Aim :: In the review of the horror remake "Pulse," what is the title of the Japanese film it remakes?

Text segment ::
------------------------------

So, yeah. I watched this one night in a friends house thinking the concept sounds like an actually scary western film. I was wrong, scary concept does not a scary film make (for the record, I was already aware of this, but sometimes we need a reminder). We did get a great kick out of how ridiculous the last act is though. Then, I find out recently that it’s a remake of a Japanese film called ‘Kairo’ (though it was released over here as ‘Pulse’ as well). Cue me finding and watching the original and realizing that ‘Pulse’ is worse than I thought. Western remakes of Japanese horror films have actually been surprisingly okay, The Ring and The Grudge are both entertaining, creepy films. This is just none of that. The concept of the film is that ghosts are coming to haunt us through the technology we use, so computers, phones, that sort of stuff. The Japanese film handles this so well, with some truly, truly jarring scenes and, in typical Japanese horror fashion, very dark overtones.

I’m going to stop there, watch the Japanese film, I want you to be as surprised and creeped out as I was. The American version just abandons all of this in favour of every cliché you can think of. The pacing is good, but the pay-off is predictable. The special effects are functional, but the motif’s are uninspired. The deaths and the mystery surrounding them does give you a sense of dread, but that is quickly dispelled by bad acting and a plot that feels a touch loose. Then the end happens. Fire and explosions everywhere. I mean good lord the film just decides IT doesn’t even want to live on this planet any more. This is probably the one remake in this list I would say check out, even just for the last couple of scenes.

House of Wax (2005)

------------------------------

Data extract ::

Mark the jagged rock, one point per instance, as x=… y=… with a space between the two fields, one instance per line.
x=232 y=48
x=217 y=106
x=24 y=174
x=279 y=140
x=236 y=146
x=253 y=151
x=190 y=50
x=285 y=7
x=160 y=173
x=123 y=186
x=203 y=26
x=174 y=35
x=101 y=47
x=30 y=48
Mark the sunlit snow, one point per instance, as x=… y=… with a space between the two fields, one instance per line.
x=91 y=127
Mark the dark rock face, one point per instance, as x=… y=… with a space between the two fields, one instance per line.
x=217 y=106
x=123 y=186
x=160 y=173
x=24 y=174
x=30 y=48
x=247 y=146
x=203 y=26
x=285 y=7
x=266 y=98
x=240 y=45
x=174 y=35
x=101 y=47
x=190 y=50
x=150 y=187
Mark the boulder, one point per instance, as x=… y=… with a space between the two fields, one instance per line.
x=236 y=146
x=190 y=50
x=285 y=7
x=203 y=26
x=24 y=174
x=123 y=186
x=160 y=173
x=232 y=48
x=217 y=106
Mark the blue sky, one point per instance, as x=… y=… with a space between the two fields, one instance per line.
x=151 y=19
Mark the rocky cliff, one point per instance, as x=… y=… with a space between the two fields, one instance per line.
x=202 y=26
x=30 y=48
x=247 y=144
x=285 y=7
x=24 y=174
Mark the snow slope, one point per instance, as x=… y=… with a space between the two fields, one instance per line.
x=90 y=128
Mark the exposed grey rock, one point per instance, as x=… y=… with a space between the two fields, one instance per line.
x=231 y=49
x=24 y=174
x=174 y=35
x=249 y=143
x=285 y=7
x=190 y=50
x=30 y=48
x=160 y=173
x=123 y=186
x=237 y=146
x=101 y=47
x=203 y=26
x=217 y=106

------------------------------

Solution to the exercise :: Kairo